• [Instructions]:
a) In the passage on the Plano rifle case, copy out the part between "A television station" and "the Silver Star.", inclusive, swapping "Silver Star" for "Bronze Star".
b) Answer these questions from the passage on the Plano rifle case:
(i) How old is Alfred Pick?
(ii) Where did he buy the military M14 rifle?
(iii) How long before the raid had his wife died?

• [Selected passage]:
___
A television station reported that a Plano, Texas, man, Alfred Pick, 70, was sentenced to seven years in prison for buying a rifle like one he carried before briefly being taken as a prisoner of war in Vietnam, where he was awarded the Silver Star.
It was a collector’s item, one of 14 weapons in his collection that included a number of rare guns.
Sometime in the 1980s, he purchased a military M14 rifle at a gun show, according to the story on a CBS television station.
The Bureau of Alcohol, Tobacco, Firearms and Explosives raided Pick’s home last year after hearing about the rifle.
Many readers were understandably outraged by Pick’s sentence, which he received after pleading guilty to purchasing the weapon.
The story did include important details, such as the fact that his wife had died two weeks before the raid, and that the rifle had a scratched-out serial number.
But the official release on the sentencing adds important details that might temper reader outrage.
___
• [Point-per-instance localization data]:

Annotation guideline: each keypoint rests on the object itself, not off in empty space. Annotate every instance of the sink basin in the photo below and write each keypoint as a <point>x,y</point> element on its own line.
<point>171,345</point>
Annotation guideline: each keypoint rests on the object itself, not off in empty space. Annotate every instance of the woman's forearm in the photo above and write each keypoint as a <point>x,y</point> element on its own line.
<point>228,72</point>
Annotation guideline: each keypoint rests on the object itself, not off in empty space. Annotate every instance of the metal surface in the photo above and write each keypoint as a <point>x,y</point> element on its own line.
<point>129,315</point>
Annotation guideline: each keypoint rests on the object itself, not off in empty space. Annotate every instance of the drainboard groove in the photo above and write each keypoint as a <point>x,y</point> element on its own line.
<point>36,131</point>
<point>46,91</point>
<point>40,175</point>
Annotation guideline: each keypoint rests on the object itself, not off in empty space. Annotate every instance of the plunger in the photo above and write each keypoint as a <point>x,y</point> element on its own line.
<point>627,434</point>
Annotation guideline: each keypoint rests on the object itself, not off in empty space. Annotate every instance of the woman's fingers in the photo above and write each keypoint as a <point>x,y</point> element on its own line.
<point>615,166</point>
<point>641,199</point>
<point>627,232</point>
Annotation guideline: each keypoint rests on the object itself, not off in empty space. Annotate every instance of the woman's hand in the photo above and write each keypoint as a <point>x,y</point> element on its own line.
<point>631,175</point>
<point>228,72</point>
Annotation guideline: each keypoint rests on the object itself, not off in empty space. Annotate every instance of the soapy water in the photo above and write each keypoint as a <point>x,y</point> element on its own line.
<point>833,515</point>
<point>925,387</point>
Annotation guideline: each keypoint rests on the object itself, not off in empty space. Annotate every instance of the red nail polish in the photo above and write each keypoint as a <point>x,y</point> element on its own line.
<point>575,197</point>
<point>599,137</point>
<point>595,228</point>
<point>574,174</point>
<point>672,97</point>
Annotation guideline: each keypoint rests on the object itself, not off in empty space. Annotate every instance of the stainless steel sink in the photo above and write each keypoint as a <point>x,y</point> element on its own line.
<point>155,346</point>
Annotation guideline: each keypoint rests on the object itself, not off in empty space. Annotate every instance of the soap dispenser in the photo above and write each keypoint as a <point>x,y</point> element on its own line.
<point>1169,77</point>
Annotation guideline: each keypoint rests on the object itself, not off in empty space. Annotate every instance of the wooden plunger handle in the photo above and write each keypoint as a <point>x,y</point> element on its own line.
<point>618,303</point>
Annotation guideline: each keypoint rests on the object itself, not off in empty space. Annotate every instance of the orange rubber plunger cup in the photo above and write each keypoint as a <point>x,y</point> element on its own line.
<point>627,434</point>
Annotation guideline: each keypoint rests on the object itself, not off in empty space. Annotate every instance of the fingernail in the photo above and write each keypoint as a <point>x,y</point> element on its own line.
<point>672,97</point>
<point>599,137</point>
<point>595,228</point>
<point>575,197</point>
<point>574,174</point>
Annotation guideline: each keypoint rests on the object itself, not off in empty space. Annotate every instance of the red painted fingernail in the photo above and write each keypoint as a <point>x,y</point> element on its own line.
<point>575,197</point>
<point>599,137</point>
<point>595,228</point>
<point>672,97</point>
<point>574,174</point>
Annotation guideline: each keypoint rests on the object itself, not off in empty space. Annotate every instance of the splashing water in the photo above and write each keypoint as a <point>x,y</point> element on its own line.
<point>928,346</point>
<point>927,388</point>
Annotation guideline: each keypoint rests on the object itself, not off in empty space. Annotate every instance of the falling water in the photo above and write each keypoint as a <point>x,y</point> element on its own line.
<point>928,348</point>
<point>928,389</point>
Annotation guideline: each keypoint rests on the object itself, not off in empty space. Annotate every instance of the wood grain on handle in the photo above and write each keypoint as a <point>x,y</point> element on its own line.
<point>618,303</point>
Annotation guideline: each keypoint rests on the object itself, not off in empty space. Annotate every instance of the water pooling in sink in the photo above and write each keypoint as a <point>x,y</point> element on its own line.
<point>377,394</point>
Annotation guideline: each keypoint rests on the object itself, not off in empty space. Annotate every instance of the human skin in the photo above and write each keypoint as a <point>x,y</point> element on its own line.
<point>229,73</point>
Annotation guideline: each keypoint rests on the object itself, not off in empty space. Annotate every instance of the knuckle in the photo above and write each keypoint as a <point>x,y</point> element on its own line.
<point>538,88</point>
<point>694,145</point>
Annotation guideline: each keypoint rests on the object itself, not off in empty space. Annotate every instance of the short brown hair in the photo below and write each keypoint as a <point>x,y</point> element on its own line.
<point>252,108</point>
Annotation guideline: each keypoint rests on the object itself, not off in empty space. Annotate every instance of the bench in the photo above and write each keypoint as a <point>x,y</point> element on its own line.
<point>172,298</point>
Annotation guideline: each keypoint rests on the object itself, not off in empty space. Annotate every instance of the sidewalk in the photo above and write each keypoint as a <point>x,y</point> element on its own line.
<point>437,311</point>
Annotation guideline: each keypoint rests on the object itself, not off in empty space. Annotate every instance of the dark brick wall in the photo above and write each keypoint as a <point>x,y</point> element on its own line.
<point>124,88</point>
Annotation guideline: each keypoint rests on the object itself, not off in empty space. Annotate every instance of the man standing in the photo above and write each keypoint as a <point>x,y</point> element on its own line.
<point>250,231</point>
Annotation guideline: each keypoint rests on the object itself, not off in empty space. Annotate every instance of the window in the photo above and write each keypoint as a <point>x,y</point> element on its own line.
___
• [Answers for the tasks]:
a)
A television station reported that a Plano, Texas, man, Alfred Pick, 70, was sentenced to seven years in prison for buying a rifle like one he carried before briefly being taken as a prisoner of war in Vietnam, where he was awarded the Bronze Star.

b)
(i) 70
(ii) At a gun show
(iii) Two weeks